Point-per-instance localization data:
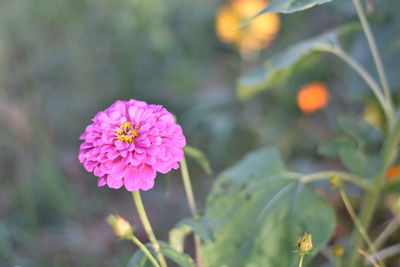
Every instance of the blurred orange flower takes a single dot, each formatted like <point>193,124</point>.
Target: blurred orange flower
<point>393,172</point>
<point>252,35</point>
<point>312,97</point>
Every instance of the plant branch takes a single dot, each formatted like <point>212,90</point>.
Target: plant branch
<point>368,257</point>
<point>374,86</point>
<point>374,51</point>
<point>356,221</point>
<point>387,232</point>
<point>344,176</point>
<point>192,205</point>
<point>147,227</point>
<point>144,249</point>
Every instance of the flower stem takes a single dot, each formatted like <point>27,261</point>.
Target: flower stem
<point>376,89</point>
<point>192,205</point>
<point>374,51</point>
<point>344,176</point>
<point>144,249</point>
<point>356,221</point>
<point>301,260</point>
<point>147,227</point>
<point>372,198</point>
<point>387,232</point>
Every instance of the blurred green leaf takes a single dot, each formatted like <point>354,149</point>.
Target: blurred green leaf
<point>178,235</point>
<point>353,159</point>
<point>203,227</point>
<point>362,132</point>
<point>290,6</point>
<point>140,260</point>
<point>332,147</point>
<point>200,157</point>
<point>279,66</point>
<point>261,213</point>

---

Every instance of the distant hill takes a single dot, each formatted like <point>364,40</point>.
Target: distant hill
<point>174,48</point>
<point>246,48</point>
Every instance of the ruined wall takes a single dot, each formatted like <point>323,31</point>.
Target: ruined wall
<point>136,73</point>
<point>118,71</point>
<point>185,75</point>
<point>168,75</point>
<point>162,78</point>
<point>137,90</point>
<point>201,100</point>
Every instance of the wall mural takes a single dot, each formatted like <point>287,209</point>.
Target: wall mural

_Activity:_ From the records above, print exactly the lines that run from the line with "Every instance of the blurred orange" to the line with "Every instance of the plant", inclusive.

_Answer below:_
Every instance of the blurred orange flower takes a single dot, each formatted like <point>193,124</point>.
Target: blurred orange flower
<point>393,172</point>
<point>252,35</point>
<point>312,97</point>
Every instance of the plant branch takes a single dot, each formatted like <point>212,90</point>.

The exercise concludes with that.